## START

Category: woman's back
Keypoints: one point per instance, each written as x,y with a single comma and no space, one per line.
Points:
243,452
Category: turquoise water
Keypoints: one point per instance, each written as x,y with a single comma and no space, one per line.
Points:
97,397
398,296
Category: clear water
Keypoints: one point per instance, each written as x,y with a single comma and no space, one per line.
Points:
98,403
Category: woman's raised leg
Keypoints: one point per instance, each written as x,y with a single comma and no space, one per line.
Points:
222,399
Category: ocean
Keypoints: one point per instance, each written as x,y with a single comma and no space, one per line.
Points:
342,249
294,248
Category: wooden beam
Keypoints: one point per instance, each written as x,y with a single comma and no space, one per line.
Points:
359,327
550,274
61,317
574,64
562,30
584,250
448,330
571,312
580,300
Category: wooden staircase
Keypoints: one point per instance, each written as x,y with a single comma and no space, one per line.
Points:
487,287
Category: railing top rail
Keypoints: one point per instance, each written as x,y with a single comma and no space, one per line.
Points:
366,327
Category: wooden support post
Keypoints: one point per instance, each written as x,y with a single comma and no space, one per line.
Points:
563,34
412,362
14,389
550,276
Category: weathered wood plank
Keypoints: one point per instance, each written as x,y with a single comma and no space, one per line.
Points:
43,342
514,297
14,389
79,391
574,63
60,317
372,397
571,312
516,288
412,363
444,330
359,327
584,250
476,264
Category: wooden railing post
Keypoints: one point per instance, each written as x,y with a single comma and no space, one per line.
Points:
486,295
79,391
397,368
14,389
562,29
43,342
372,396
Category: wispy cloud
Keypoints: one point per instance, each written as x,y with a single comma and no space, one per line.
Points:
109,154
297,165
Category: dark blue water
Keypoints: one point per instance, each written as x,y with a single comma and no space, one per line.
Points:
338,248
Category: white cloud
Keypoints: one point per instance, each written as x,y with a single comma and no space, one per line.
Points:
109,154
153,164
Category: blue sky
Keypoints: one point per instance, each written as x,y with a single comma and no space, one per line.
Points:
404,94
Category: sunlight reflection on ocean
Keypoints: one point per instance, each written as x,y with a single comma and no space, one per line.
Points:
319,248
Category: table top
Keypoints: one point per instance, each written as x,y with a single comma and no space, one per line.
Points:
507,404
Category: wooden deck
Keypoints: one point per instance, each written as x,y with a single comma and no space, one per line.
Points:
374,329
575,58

## END
## START

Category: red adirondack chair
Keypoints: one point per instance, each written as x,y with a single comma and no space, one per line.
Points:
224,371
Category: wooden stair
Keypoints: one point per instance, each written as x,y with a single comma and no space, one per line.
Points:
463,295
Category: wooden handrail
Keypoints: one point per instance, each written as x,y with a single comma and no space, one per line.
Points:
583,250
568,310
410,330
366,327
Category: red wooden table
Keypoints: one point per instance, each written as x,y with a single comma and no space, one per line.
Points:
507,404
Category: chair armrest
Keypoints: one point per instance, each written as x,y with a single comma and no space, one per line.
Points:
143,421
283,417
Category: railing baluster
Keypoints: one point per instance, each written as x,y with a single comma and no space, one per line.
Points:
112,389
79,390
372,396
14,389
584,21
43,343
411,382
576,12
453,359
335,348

## END

**Request**
Copy out every line of the data above that contains the word "ocean".

**Finished exercise**
Category: ocean
Category: sunlight reflection on ocean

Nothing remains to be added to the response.